**DIRECTIONS FOR THIS TASK**: Can you copy the lines below word for word, leaving out the pictures?

[INFORMATION SUPPLIED start]

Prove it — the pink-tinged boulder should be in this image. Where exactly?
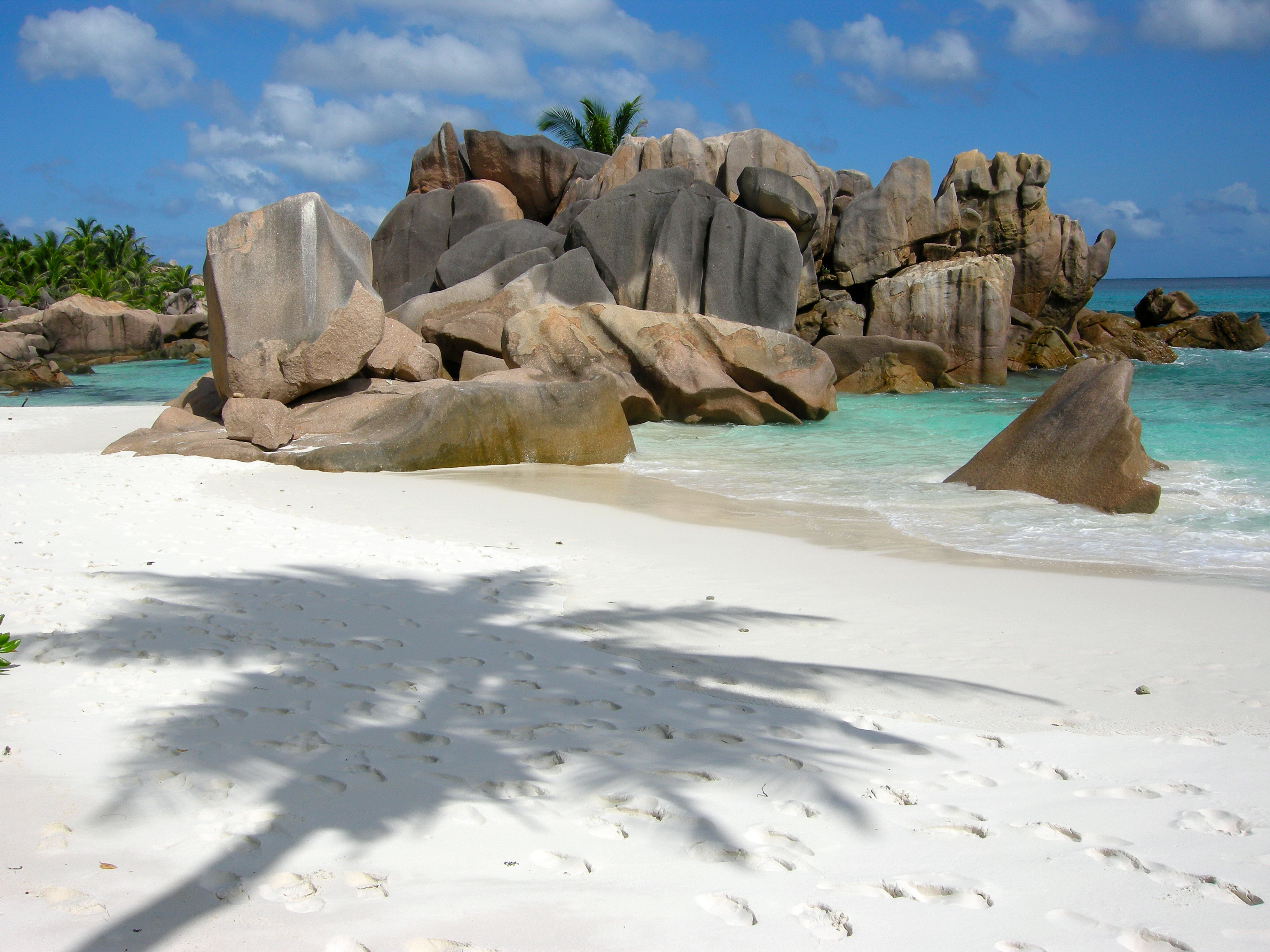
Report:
[203,192,384,404]
[221,397,296,449]
[503,305,837,424]
[945,360,1160,513]
[869,255,1013,383]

[INFORMATION SUPPLIED end]

**FINISHED TASK**:
Prove it — the pink-tinged boulder should be in this image. Where exactly?
Report:
[203,192,384,404]
[221,397,296,449]
[503,305,837,424]
[945,360,1160,513]
[869,255,1013,383]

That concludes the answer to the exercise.